### YOUR OBJECTIVE
Keep the wording of each record exactly the same when you repeat it, and leave out pictures.

### DATA PROVIDED
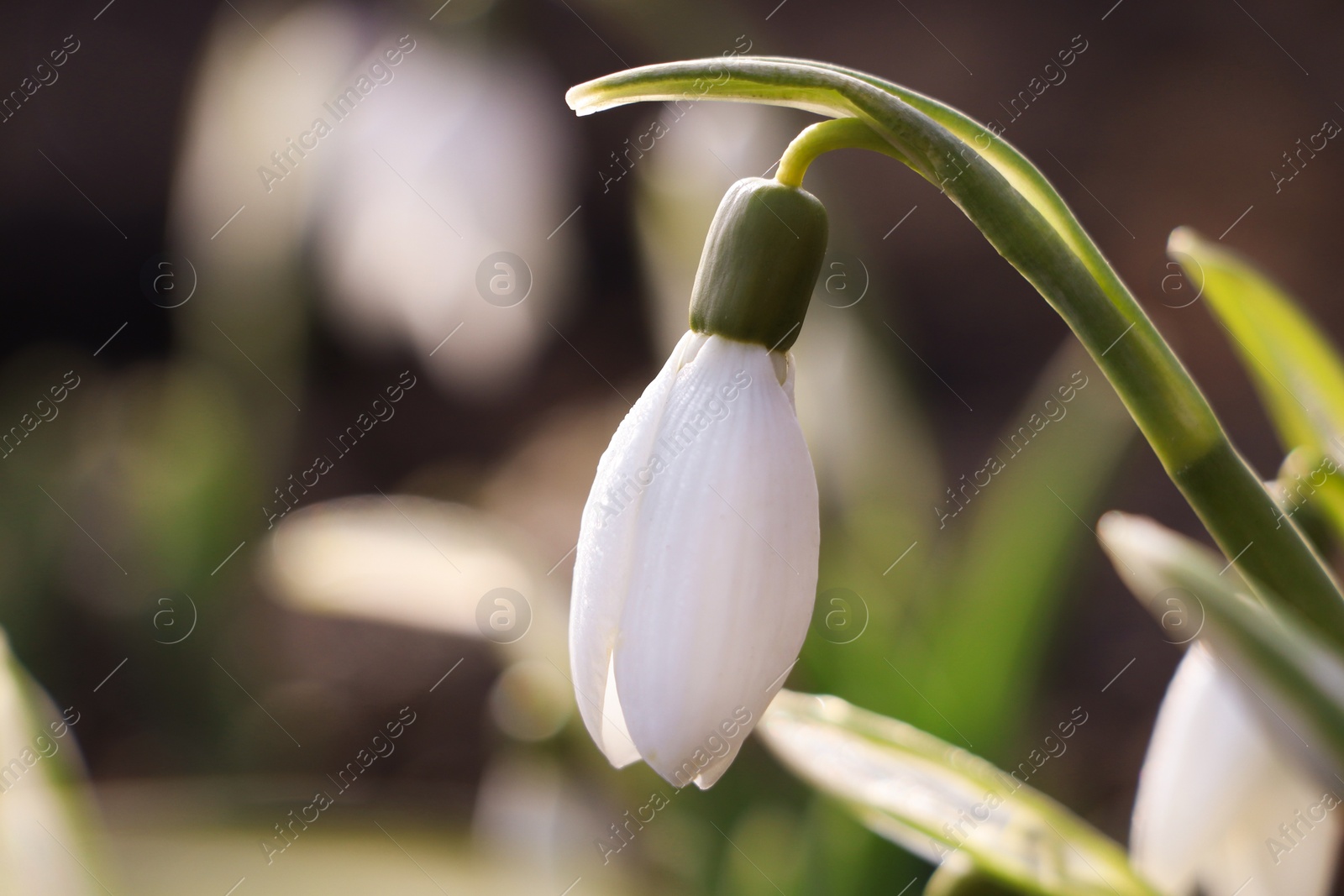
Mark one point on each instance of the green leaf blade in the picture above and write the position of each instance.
(941, 801)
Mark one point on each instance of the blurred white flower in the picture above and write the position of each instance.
(438, 208)
(410, 560)
(696, 562)
(1221, 805)
(47, 832)
(407, 164)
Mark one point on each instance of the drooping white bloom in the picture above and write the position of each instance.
(1221, 805)
(696, 563)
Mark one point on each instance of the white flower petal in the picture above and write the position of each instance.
(722, 587)
(604, 560)
(1215, 790)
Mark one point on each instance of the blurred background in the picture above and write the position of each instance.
(319, 315)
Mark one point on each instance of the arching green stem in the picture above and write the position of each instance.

### EXPECTED OUTPUT
Mark one point on each instance of the green leaf blade in the picture above and write the position of each instance.
(941, 801)
Mark one point on each instance of the blurred white flower in the picture above and write the position of each instance.
(438, 208)
(410, 560)
(696, 562)
(1221, 805)
(47, 832)
(407, 164)
Mark one point on each instance of the drooping white bloom in the picture above and write the position of each instance.
(1221, 805)
(696, 563)
Mark one point on each instance of the white flower petal in the picture above and write the position of each instance.
(722, 587)
(604, 560)
(1215, 790)
Mark one point on each instance of the blurred background in the picture above and write the position of each instance.
(319, 315)
Mark one point on each instance of the arching green stem in the picture above and write the position of each instance.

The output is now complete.